Problem to work on —
Here the whole listing must be retyped exactly, with no line omitted.

Data shown —
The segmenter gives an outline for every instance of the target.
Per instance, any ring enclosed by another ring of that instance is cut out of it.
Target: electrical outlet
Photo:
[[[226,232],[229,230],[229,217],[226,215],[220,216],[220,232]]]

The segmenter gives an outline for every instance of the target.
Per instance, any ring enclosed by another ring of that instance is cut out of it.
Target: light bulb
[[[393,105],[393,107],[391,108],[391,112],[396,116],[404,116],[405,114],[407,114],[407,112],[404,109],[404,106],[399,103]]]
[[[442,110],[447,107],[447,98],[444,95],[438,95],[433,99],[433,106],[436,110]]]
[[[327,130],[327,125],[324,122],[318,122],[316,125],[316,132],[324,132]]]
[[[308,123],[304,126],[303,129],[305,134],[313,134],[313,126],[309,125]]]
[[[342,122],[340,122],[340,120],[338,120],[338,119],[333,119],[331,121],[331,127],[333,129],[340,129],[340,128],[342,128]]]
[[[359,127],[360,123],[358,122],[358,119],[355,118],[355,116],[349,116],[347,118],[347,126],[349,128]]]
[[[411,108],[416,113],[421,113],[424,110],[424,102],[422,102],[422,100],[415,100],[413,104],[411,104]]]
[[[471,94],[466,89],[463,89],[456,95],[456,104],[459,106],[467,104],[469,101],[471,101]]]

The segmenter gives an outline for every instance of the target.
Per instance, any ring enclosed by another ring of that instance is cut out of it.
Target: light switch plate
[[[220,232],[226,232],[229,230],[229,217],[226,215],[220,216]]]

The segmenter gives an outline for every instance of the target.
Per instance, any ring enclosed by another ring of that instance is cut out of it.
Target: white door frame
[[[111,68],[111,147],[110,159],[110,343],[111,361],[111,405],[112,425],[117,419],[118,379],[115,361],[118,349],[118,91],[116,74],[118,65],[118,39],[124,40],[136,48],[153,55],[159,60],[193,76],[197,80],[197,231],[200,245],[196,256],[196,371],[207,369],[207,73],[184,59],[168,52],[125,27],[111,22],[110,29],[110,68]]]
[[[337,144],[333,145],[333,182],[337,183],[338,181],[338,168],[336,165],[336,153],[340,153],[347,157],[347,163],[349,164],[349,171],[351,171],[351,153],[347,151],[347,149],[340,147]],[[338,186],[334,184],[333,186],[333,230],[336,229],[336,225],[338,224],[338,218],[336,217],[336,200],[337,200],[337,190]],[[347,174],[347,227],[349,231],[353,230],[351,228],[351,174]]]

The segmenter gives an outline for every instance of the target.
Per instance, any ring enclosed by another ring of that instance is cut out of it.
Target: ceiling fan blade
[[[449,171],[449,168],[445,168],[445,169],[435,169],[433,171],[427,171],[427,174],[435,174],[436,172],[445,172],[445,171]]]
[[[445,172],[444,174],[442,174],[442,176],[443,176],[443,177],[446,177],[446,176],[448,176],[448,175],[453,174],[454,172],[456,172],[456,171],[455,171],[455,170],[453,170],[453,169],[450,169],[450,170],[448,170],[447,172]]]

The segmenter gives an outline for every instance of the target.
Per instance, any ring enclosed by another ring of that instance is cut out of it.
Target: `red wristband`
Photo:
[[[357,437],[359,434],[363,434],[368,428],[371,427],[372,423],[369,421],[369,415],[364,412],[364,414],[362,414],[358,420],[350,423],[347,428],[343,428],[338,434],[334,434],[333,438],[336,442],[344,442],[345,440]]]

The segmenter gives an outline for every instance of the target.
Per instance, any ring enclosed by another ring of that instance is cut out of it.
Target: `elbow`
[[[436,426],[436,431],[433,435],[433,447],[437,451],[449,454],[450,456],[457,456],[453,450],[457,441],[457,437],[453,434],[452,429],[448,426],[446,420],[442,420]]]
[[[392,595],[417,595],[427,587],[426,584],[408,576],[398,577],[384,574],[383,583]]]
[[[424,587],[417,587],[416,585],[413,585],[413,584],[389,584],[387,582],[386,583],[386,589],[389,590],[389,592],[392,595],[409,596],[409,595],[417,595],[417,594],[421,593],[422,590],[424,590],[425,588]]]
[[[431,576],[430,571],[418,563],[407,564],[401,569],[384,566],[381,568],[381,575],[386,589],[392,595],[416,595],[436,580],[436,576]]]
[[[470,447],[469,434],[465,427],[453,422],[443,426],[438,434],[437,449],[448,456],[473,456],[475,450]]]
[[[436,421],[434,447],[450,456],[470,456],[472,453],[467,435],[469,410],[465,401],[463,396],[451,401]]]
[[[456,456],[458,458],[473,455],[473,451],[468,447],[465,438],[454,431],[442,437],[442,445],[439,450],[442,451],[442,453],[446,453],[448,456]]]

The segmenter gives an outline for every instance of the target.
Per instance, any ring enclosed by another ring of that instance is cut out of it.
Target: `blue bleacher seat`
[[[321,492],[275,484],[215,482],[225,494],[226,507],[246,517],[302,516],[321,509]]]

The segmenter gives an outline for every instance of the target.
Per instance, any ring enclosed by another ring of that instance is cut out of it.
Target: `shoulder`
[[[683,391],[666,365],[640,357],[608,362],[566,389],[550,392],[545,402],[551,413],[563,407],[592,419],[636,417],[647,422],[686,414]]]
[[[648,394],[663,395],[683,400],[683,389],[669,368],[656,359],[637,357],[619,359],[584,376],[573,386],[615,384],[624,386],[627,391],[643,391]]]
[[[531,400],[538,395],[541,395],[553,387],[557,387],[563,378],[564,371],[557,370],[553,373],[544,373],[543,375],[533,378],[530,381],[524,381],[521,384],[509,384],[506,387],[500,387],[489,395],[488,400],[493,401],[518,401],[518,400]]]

Answer for this exercise —
The segmenter gives an outline for every instance of the target.
Per instance, any ring enclosed by another ring of that instance is cut out of it.
Target: electrical outlet
Photo:
[[[226,232],[229,230],[229,217],[226,215],[220,216],[220,232]]]

The segmenter gives an outline for every instance of the target.
Per instance, any ring enclosed by another ring of that instance is cut out of it.
Target: light bulb
[[[393,105],[393,107],[391,108],[391,112],[396,116],[404,116],[405,114],[407,114],[407,112],[404,109],[404,106],[399,103]]]
[[[442,110],[447,107],[447,98],[444,95],[438,95],[433,99],[433,106],[436,110]]]
[[[327,130],[327,125],[324,122],[318,122],[316,125],[316,132],[324,132]]]
[[[308,123],[304,126],[303,129],[305,134],[313,134],[313,126],[309,125]]]
[[[342,122],[340,122],[340,120],[338,120],[338,119],[333,119],[331,121],[331,127],[333,129],[340,129],[340,128],[342,128]]]
[[[359,127],[360,123],[358,122],[358,119],[355,118],[355,116],[349,116],[347,118],[347,126],[349,128]]]
[[[411,108],[416,113],[421,113],[424,110],[424,102],[422,102],[422,100],[415,100],[413,104],[411,104]]]
[[[471,94],[466,89],[463,89],[456,95],[456,104],[459,106],[467,104],[469,101],[471,101]]]

The segmenter gives an outline for every instance of the target.
Per instance, any ring enclosed by another ring of that instance is cut out of it.
Target: light switch plate
[[[220,232],[226,232],[229,230],[229,217],[226,215],[220,216]]]

The segmenter gives an outline for every instance of the target.
Per instance, any ring enclosed by another ring of that instance is cut out of it.
Target: white door frame
[[[111,68],[111,147],[110,159],[110,343],[111,361],[111,405],[112,425],[117,419],[118,379],[115,361],[118,349],[118,91],[116,74],[118,65],[118,39],[124,40],[136,48],[153,55],[159,60],[193,76],[197,80],[197,231],[200,245],[196,256],[196,371],[207,369],[207,73],[184,59],[168,52],[125,27],[111,22],[110,29],[110,68]]]
[[[337,144],[333,145],[333,182],[337,183],[338,181],[338,168],[336,165],[336,153],[340,153],[347,157],[347,163],[349,164],[349,171],[351,171],[351,153],[347,151],[347,149],[340,147]],[[338,186],[334,184],[333,186],[333,230],[336,229],[336,225],[338,224],[338,218],[336,217],[336,200],[337,200],[337,190]],[[347,174],[347,227],[349,231],[353,230],[351,228],[351,174]]]

The segmenter gives an outline for every instance of the target.
Per instance, any ring enclosed by another ring of that instance is cut out of it.
Target: ceiling fan blade
[[[449,171],[449,168],[445,168],[445,169],[435,169],[433,171],[427,171],[427,174],[435,174],[436,172],[445,172],[445,171]]]
[[[445,172],[444,174],[442,174],[442,176],[443,176],[443,177],[446,177],[446,176],[448,176],[448,175],[453,174],[454,172],[456,172],[456,171],[455,171],[455,170],[453,170],[453,169],[450,169],[450,170],[448,170],[447,172]]]

The segmenter gives an outline for every instance of the target.
Per instance, any ring enclosed by another ring of that instance is cut out of it.
Target: `red wristband`
Photo:
[[[357,437],[359,434],[363,434],[368,428],[371,427],[372,423],[369,421],[369,415],[364,412],[364,414],[362,414],[358,420],[350,423],[347,428],[343,428],[338,434],[334,434],[333,438],[336,442],[344,442],[345,440]]]

The segmenter gives an outline for every instance of the target.
Per instance, any ring enclosed by another ring of that instance is cut out of it.
Target: `elbow`
[[[436,426],[436,431],[433,435],[433,447],[437,451],[449,454],[450,456],[457,456],[453,450],[457,441],[457,437],[453,434],[452,429],[448,426],[446,420],[442,420]]]
[[[392,595],[417,595],[427,587],[426,584],[408,576],[398,577],[384,574],[383,583]]]
[[[424,587],[417,587],[416,585],[413,585],[413,584],[389,584],[387,582],[386,583],[386,589],[389,590],[389,592],[392,595],[409,596],[409,595],[417,595],[417,594],[421,593],[422,590],[424,590],[425,588]]]
[[[431,576],[430,571],[418,563],[407,564],[401,569],[384,566],[381,568],[381,575],[386,589],[392,595],[416,595],[436,580],[436,576]]]
[[[470,447],[469,434],[465,427],[453,422],[443,426],[438,434],[437,449],[448,456],[473,456],[475,450]]]
[[[436,421],[434,447],[450,456],[470,456],[472,453],[467,435],[469,410],[465,401],[463,396],[451,401]]]
[[[456,456],[458,458],[473,455],[473,451],[468,447],[465,438],[454,431],[442,437],[442,445],[439,450],[442,451],[442,453],[446,453],[448,456]]]

The segmenter gives an outline for every instance of the target.
Per instance, any ring enclosed by another ring of that instance is cut out of it.
Target: `blue bleacher seat`
[[[321,492],[275,484],[215,482],[225,494],[226,507],[246,517],[302,516],[321,509]]]

The segmenter gives an outline for every instance of the target.
Per instance, any ring enclosed by another ring of that instance is cut out of it.
Target: `shoulder`
[[[683,391],[666,365],[640,357],[608,362],[566,389],[550,392],[545,402],[551,413],[563,407],[592,419],[636,417],[647,422],[686,414]]]
[[[648,394],[663,395],[683,400],[683,389],[669,368],[656,359],[637,357],[619,359],[584,376],[573,386],[615,384],[624,386],[627,391],[643,391]]]
[[[531,400],[538,395],[541,395],[553,387],[557,387],[563,378],[564,371],[557,370],[553,373],[544,373],[543,375],[533,378],[530,381],[524,381],[521,384],[509,384],[506,387],[500,387],[489,395],[488,400],[493,401],[518,401],[518,400]]]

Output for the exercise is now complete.